# Metin alıntısı:
• Anasayfa
  • Favorilere Ekle
  • https://www.facebook.com/medyaparis
  • https://twitter.com/medyaparis
Çocuğa konulan isim hem bu dünyada hem de ahirette geçerlimidir
Yeni doğan çocuğa kısa bir süre içinde güzel bir isim koymak anne ve babaların en önemli görevlerindendir. Çocuğa konulan isim hem bu dünyada hem de ahirette geçerlidir. Rasulullah (sav) sadece çocukların değil, büyük insanların ismiyle dahi ilgilenmiştir. Kötü bulduğu bazı isimleri değiştirme yoluna gitmiştir. Yine konulması gereken güzel isimler hakkında bilgiler vermiş, zaman zaman bizzat kendileri çocuklara isimler vermiştir.

Rasulullah (sav) güzel isim koymanın önemini şöyle açıklıyor:
“Sizler kıyamet günü isimlerinizle ve babalarınızın isimleriyle
çağrılacaksınız. Öyleyse isimlerinizi güzel yapın.”

(1)
Bu çağırma işlemini Allah'ın görevlendirdiği bir melek Allah'ın izniyle
yapacaktır. Hiç kimse kıyamet günü Allah (c.c.)’ın hoşlanmayacağı isimle O’nun
karşısına çıkmak istemez. Öyleyse kötü olan isimlerin çocuklara verilmemesi
gerekir.

Rasulullah (sav)’ın isim konusundaki hassasiyetini daha iyi
anlamak için şu hadis-i şerifi de görmek lazım. Yahya bin Said (r.a.)
anlatıyor:
Hz. Peygamber (sav) bol sütlü bir deve hakkında:
“Bunu kim sağacak?” diye sordu. Bir adam ayağa kalkmıştı ki,
Rasulullah (sav) adama:
“İsmin ne?” diye sordu. Adam:
“Mürre (acı)” diyince ona “Otur!..” dedi. Hz.
Peygamber (sav) tekrar:
“Bunu kim sağacak?” diye sordu. Bir başkası ayağa kalktı,
ben sağacağım diyecekti. Hz. Peygamber (sav) ona da:
“İsmin ne?” diye sordu. Adam:
“Harb” diyince, ona da: “Otur!..” dedi. Rasulullah
(sav):
"Bu deveyi bize kim sağacak?” diye sormaya devam etti. Bir
adam daha kalktı. Ona da ismini sordu. O da
“Ya’iş” (yaşıyor) cevabını alınca ona,
“Sen sağ” dedi.(2)

# Görev satırları:
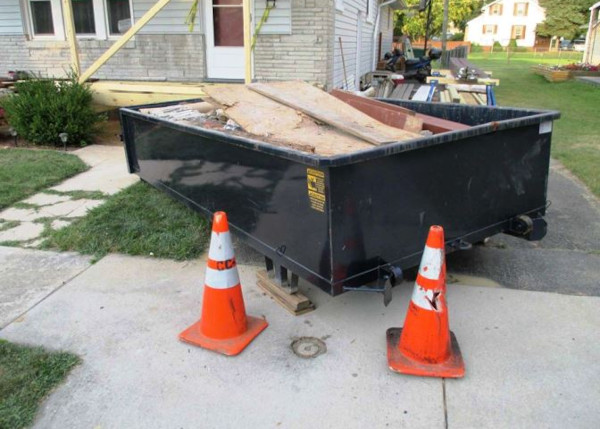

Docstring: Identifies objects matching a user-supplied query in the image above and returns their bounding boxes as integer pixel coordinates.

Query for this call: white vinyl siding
[375,7,394,61]
[333,0,378,90]
[133,0,200,34]
[465,0,545,47]
[253,0,292,34]
[0,0,23,34]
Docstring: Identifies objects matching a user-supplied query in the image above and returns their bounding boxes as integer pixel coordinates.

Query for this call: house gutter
[371,0,398,69]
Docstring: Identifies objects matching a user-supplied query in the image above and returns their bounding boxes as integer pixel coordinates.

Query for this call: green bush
[2,76,103,146]
[470,43,483,54]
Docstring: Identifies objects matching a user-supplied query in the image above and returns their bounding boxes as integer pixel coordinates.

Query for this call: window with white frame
[106,0,131,35]
[490,3,502,15]
[27,0,131,39]
[27,0,63,37]
[513,3,529,16]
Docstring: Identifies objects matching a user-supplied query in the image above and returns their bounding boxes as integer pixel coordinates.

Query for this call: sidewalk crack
[442,378,448,429]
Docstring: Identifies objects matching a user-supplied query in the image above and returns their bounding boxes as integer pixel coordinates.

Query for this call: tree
[394,0,484,39]
[536,0,597,40]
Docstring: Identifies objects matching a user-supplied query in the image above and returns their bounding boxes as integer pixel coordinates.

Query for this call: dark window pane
[71,0,96,34]
[213,0,242,6]
[106,0,131,34]
[31,1,54,34]
[213,6,244,46]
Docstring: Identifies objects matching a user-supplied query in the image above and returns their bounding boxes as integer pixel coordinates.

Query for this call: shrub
[470,43,483,54]
[2,75,103,146]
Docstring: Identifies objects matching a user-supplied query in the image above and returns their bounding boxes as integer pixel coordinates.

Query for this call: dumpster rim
[119,98,560,167]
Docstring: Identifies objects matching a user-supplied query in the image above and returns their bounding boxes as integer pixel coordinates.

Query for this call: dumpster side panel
[331,124,551,293]
[123,116,330,292]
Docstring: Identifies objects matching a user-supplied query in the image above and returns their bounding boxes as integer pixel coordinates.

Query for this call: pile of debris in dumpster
[140,81,468,156]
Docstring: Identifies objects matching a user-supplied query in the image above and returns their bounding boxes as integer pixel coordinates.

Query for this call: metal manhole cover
[292,337,327,359]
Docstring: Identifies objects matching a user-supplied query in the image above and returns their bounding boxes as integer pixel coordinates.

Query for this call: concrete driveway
[0,162,600,428]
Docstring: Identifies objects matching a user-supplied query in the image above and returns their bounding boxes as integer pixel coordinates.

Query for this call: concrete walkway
[0,251,600,428]
[0,145,139,247]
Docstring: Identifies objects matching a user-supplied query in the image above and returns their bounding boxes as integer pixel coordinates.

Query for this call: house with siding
[465,0,548,48]
[0,0,403,89]
[583,2,600,64]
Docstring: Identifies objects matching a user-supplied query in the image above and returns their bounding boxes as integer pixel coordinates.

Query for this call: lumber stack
[140,81,474,156]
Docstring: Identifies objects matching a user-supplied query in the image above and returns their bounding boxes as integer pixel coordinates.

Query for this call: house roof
[481,0,504,12]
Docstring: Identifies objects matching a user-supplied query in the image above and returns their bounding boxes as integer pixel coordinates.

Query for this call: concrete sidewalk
[0,145,139,247]
[0,255,600,428]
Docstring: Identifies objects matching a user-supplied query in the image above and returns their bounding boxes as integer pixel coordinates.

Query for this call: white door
[203,0,244,79]
[354,11,364,91]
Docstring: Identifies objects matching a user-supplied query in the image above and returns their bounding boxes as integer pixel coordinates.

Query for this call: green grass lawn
[469,52,600,196]
[0,340,80,429]
[0,149,88,210]
[41,182,210,260]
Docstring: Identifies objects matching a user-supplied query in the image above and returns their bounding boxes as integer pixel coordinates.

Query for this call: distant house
[465,0,548,48]
[583,2,600,64]
[0,0,403,89]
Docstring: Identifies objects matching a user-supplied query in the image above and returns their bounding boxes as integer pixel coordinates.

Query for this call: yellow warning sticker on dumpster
[306,168,327,212]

# Yönergeler:
[A] Satırların başından "[213,6,244,46]" geçen satıra kadar (o satır da dahil) her "Docstring" ifadesini "Açıklama" ile değiştirip geri kalanına dokunmadan yeniden yaz. Resimleri cevaba koyma.
[B] Çocuğa isim koyma yazısını kaldığı yerden devam ettir.
Satırların, çocuğa isim koyma yazısıyla hiçbir ilgisi yoktur.

# Cevaplar:
[A]
Açıklama: Identifies objects matching a user-supplied query in the image above and returns their bounding boxes as integer pixel coordinates.

Query for this call: white vinyl siding
[375,7,394,61]
[333,0,378,90]
[133,0,200,34]
[465,0,545,47]
[253,0,292,34]
[0,0,23,34]
Açıklama: Identifies objects matching a user-supplied query in the image above and returns their bounding boxes as integer pixel coordinates.

Query for this call: house gutter
[371,0,398,69]
Açıklama: Identifies objects matching a user-supplied query in the image above and returns their bounding boxes as integer pixel coordinates.

Query for this call: green bush
[2,76,103,146]
[470,43,483,54]
Açıklama: Identifies objects matching a user-supplied query in the image above and returns their bounding boxes as integer pixel coordinates.

Query for this call: window with white frame
[106,0,131,35]
[490,3,502,15]
[27,0,131,39]
[27,0,63,37]
[513,3,529,16]
Açıklama: Identifies objects matching a user-supplied query in the image above and returns their bounding boxes as integer pixel coordinates.

Query for this call: sidewalk crack
[442,378,448,429]
Açıklama: Identifies objects matching a user-supplied query in the image above and returns their bounding boxes as integer pixel coordinates.

Query for this call: tree
[394,0,484,39]
[536,0,597,40]
Açıklama: Identifies objects matching a user-supplied query in the image above and returns their bounding boxes as integer pixel coordinates.

Query for this call: dark window pane
[71,0,96,34]
[213,0,242,6]
[106,0,131,34]
[31,1,54,34]
[213,6,244,46]

[B]
Allahü Azimüsşan’ın has isimleri kullara isim olarak verilmez. Ancak
sıfatları isim olarak verilebilir. Mesela; Kerim, Halim, Kadir,
gibi kelimeleri insanlara isim olarak vermek caizdir. Ancak bu isimlerin başına
bir (Abd) kelimesi ilave ederek söylemek ise pek güzel bir dikkattir. Zira (Abd)
kelimesini ilave ederek söylediğiniz takdirde Kerim’i
Abdülkerim olarak söylersiniz. Bu takdirde Kerim’in kulu demiş
olacağınızdan mana pek güzel bir şekil alır.

Nitekim
Aziz isminin başına da bir (Abd) kelimesi ilave ederek,
söylediğinizde azizin kulu manasına Abdülaziz demiş olursunuz.
Mecburi olmasa da güzel bir hassasiyet olur.

Rasulullah (sav)’ın
açıklamalarına göre en güzel isim olarak adlandırılanlardan bazıları şunlardır:
Erkek ismi olarak, Abdullah, Abdurrahman, Muhammed,
peygamberlerin isimleri, Hasan, Hüseyin ve diğer İslam
büyüklerinin isimleri tavsiye edilen isimlerdir. Kız isimleri olarak da,
Aişe (Ayşe), Fatıma, Zeyneb, Hatice, Cemile, Zehra…
gibi isimler güzeldir.

Mahşerde her çocuk, konan ismiyle çağrılacaktır.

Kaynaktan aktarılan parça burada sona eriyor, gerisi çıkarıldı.